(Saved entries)
● ● ● ● ● ● ●

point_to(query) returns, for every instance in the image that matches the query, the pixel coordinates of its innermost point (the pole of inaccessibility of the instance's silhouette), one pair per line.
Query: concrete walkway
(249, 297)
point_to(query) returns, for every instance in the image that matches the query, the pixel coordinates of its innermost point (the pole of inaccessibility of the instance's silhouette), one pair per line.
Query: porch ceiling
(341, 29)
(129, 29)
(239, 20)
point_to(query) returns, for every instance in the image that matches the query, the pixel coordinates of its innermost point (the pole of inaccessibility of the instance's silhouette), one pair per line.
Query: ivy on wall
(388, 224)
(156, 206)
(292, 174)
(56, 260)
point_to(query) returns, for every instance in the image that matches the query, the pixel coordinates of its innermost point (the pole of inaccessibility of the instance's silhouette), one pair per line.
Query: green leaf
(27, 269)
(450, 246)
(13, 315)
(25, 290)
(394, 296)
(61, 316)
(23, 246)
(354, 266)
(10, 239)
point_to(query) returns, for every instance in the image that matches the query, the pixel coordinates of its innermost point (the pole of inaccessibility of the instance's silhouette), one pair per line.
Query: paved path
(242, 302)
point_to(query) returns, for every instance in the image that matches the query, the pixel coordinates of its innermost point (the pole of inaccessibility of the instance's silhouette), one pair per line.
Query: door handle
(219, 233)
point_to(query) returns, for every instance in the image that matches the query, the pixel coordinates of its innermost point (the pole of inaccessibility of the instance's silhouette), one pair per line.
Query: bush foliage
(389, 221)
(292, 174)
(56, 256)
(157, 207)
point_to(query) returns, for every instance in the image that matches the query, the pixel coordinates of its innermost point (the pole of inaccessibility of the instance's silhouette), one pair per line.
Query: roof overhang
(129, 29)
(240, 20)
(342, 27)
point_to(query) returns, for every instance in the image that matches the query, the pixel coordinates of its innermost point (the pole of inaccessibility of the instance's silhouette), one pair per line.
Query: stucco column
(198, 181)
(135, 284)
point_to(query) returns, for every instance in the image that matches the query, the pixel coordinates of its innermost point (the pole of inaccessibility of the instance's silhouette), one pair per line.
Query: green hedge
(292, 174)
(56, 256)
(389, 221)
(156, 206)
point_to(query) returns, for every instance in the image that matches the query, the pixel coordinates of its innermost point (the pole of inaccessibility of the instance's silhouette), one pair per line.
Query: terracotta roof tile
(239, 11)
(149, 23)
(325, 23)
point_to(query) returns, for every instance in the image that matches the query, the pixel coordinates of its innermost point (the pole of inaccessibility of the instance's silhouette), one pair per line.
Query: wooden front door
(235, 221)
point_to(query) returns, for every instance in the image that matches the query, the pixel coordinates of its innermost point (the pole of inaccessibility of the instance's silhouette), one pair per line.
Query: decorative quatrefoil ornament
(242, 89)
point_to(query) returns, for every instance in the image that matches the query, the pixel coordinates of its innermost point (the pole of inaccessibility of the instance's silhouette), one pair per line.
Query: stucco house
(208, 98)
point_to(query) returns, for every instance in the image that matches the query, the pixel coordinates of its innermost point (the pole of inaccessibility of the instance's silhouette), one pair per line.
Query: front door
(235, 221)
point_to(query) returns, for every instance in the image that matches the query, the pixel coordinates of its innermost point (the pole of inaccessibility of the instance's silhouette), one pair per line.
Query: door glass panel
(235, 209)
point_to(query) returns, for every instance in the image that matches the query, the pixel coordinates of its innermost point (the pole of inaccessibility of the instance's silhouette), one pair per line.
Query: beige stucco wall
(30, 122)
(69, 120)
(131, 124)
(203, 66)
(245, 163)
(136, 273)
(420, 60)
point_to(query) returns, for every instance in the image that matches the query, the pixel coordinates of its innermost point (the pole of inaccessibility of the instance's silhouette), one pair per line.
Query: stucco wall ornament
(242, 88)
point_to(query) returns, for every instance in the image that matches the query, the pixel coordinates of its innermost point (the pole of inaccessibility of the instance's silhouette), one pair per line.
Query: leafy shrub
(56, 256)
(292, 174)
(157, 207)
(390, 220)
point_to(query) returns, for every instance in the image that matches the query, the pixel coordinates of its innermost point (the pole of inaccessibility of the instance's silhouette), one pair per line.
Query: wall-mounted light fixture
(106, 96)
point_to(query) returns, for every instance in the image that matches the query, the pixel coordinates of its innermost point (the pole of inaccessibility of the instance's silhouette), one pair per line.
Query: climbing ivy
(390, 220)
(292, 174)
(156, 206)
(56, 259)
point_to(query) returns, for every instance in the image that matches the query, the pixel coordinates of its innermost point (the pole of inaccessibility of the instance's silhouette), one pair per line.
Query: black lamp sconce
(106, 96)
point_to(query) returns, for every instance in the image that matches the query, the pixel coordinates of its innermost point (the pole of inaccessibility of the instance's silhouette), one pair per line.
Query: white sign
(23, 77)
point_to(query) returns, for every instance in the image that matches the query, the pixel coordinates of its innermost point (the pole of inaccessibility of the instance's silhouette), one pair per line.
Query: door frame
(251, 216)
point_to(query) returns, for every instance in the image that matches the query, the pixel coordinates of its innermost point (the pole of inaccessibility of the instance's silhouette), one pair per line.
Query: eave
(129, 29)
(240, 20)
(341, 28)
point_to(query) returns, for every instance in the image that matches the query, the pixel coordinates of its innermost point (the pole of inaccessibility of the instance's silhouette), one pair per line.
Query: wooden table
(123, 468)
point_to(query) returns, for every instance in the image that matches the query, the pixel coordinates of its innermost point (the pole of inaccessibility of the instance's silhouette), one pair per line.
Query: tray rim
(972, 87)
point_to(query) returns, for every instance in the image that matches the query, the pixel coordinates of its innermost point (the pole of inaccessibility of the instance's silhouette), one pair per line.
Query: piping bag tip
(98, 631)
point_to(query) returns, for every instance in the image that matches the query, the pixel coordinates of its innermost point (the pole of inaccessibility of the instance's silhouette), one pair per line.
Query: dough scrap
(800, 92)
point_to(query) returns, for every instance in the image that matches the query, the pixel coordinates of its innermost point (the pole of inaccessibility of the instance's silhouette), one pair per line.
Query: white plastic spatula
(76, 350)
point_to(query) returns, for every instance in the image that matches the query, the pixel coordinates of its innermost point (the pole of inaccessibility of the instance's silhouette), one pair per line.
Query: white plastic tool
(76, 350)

● ● ● ● ● ● ●

→ **Instructions to follow**
Output only the lines from the one that contains "Query: dough scrap" through the last line of the data above, each restated exactly.

→ **Exercise answer**
Query: dough scrap
(800, 92)
point_to(query) returns, for every instance in the image that matches the query, the pixel coordinates of its innermost point (the pole of inaccessibility of the instance's silhouette), one pair per line.
Query: white plastic spatula
(76, 350)
point_to(query) returns, for every instance in the image that matches the query, the pixel coordinates of its innermost point (the pole of inaccessibility of the instance's silhouette), one pair per line.
Query: white plastic tool
(76, 350)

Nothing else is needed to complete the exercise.